::: DATA LISTING

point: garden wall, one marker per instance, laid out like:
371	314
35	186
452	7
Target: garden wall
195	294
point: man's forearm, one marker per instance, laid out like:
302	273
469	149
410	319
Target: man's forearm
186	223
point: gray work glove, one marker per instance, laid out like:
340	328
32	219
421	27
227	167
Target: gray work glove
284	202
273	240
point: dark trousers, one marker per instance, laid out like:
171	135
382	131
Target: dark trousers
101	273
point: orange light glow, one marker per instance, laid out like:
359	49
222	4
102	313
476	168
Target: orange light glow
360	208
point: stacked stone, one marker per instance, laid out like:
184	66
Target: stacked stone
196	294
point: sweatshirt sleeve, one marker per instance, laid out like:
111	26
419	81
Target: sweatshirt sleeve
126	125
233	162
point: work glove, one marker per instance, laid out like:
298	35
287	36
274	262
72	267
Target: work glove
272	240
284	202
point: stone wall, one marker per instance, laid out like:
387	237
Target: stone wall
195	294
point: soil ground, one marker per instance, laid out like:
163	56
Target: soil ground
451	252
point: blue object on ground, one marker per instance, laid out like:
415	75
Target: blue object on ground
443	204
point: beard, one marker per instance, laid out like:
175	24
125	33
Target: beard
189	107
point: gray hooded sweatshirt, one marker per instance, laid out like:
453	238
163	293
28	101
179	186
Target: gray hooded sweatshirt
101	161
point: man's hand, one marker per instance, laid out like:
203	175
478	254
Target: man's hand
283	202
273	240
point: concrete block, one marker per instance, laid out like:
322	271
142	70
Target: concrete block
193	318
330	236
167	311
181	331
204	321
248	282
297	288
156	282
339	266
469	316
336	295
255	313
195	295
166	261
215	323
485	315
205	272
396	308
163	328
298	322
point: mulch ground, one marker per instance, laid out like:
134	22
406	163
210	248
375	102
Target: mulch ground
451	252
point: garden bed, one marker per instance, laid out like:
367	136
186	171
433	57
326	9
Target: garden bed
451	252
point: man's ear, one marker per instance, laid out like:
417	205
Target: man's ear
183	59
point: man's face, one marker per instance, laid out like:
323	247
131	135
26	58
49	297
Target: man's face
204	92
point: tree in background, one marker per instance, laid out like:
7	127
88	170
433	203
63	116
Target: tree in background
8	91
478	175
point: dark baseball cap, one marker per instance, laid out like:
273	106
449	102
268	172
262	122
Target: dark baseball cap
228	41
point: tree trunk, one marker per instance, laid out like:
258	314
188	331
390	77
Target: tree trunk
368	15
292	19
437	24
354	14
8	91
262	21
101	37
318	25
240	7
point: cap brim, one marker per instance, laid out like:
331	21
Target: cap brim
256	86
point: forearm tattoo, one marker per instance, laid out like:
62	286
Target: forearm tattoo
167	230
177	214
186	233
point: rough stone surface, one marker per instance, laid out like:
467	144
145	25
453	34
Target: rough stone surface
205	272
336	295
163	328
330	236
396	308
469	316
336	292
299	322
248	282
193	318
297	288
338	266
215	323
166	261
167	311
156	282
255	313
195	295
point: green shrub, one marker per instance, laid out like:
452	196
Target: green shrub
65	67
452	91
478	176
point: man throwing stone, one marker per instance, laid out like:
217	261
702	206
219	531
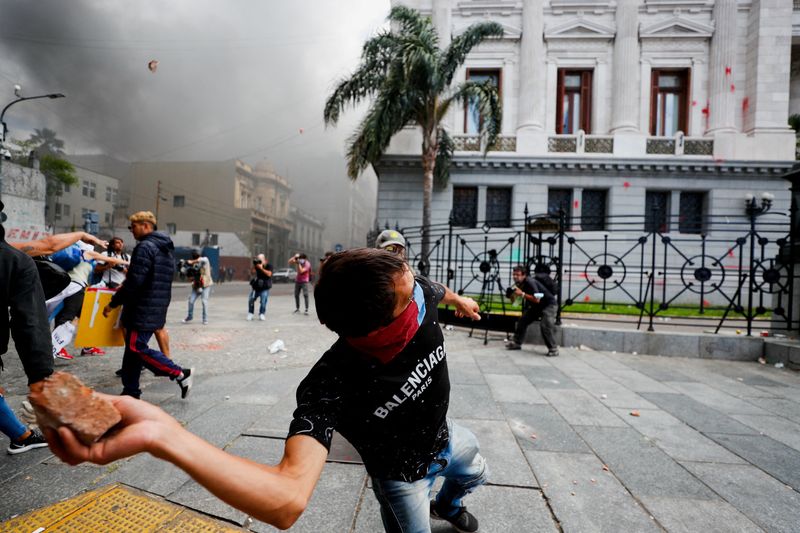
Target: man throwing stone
383	385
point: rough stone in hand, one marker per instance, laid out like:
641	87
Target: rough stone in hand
65	401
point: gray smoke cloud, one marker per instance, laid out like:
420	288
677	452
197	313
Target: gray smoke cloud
237	79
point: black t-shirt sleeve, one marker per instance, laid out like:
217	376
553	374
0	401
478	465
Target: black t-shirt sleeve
317	410
437	290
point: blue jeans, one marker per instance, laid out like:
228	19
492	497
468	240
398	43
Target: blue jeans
138	355
264	295
405	507
193	296
9	423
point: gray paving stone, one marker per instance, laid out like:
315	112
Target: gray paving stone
771	456
45	484
465	372
775	427
697	415
643	468
147	473
507	464
473	401
676	439
781	407
513	388
719	400
224	422
578	407
601	506
760	497
552	432
684	515
500	364
612	394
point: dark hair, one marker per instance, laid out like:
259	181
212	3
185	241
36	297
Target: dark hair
355	291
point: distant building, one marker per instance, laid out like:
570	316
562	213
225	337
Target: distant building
23	194
671	110
306	235
94	193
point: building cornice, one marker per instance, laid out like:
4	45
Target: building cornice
562	165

::::::

■ **WORK REQUEST**: Please output each line above exactly and omit all images.

■ **THE COMPLETED TASK**:
point: garden wall, one marker per instance, laid out like:
371	314
35	186
452	7
Target: garden wall
195	294
point: man's forearm, one marker per instance, laid out like:
302	273
469	149
410	319
Target: man's forearm
186	223
point: gray work glove, one marker per instance, laid out like:
340	328
32	219
421	27
227	167
Target: gray work glove
284	202
273	240
point: dark trousers, one marker per instance, laid out like:
171	135
382	131
Target: dark trousers
101	273
point: orange light glow, one marker per instance, laid out like:
359	49
222	4
102	313
476	168
Target: orange light glow
360	208
point: stacked stone, one marker per instance, laid out like:
184	66
Target: stacked stone
196	294
point: sweatshirt sleeve, one marker per instance, laid out like:
111	26
419	81
Target: sweatshirt sleeve
126	125
233	162
point: work glove, one marker per instance, laid out like:
298	35
287	36
274	262
72	267
Target: work glove
272	240
284	202
point: stone wall, one marker per instance, laid out like:
387	237
Target: stone wall
195	294
point: soil ground, one marker per instance, laid out like:
163	56
Target: soil ground
451	252
point: blue object on ground, one marker per instance, laid out like:
415	75
Target: blue object on ground
443	204
point: beard, one marker per instance, laid out like:
175	24
125	33
Target: beard
189	107
point: gray hooded sweatshirt, one marker per instance, laid out like:
453	238
163	293
28	101
179	186
Target: gray hooded sweatshirt
101	161
point: man's hand, one marker per instance, laid out like:
203	175
478	254
Target: man's hand
283	202
273	240
point: concrete block, one marker per instance, laid out like:
322	271
142	70
Target: concrete block
193	318
330	236
167	311
181	331
204	321
248	282
297	288
156	282
339	266
469	316
336	295
255	313
195	295
166	261
215	323
485	315
205	272
396	308
163	328
298	322
point: mulch ground, one marker per instance, laid out like:
134	22
406	163
210	248
375	102
Target: mulch ground
451	252
point: garden bed, one marker per instance, laid out like:
367	136
186	171
433	57
326	9
Target: garden bed
451	252
point: man's ear, one marker per instance, laid out like:
417	205
Target: man's ear
183	59
point: man's face, one marker per instance, laid out like:
323	247
131	135
26	58
49	297
Target: man's face
204	92
point: tree in background, one marker per instance, laid out like:
7	127
88	170
433	203
63	116
Target: tree in background
8	91
478	175
point: dark baseball cap, one marker per instance, laid out like:
273	106
449	102
268	172
262	122
Target: dark baseball cap
228	41
point: tree trunk, one marker per instance, laid out like:
258	314
188	331
390	77
Target: tree trunk
368	15
292	19
437	24
354	14
8	91
262	21
101	37
318	25
240	7
point: cap brim, one marker per instance, laid out like:
331	21
Target: cap brim
256	86
point: forearm tattoo, one marker per instance, laid out like:
62	286
Target: forearm tattoo
167	230
177	214
186	233
point: rough stone surface, one marker per instance, laid out like:
467	144
145	25
453	34
Target: rough stone surface
205	272
336	295
163	328
330	236
396	308
469	316
336	292
299	322
248	282
193	318
297	288
338	266
215	323
166	261
167	311
156	282
255	313
195	295
point: green shrub, one marker per instance, laid out like:
452	196
Target: green shrub
65	67
452	91
478	176
point: man throwing stone, one marker per instance, laid out like:
217	261
702	206
219	531
Target: man throwing stone
383	385
point: rough stone in hand, one marker per instance, laid out like:
641	87
Target: rough stone in hand
65	401
point: gray smoke cloud, one marker per instance, laid out like:
420	288
677	452
197	313
Target: gray smoke cloud
237	79
point: black t-shirt sleeve, one marker per instance, laid out like:
217	376
553	374
0	401
478	465
Target: black t-shirt sleeve
317	410
437	290
point: blue jeans, one marker per instance, laid out like:
228	19
492	497
468	240
398	43
Target: blue jeans
138	355
264	295
405	507
193	296
9	423
point: gray paving stone, one marker per instance, laid out like:
315	112
Target: gray paving stone
771	456
45	484
465	372
775	427
697	415
643	468
147	473
507	464
473	401
676	439
781	407
513	388
719	400
224	422
578	407
601	506
760	497
552	432
684	515
500	364
612	394
point: dark hair, one marker per instance, laid out like:
259	181
212	3
185	241
36	297
Target: dark hair
355	291
point: distant building, one marker per instance, laid out like:
570	316
562	213
225	337
Target: distant building
23	194
671	110
306	235
94	193
point: building cornice, one marker per instance, laid out like:
4	45
Target: building cornice
562	165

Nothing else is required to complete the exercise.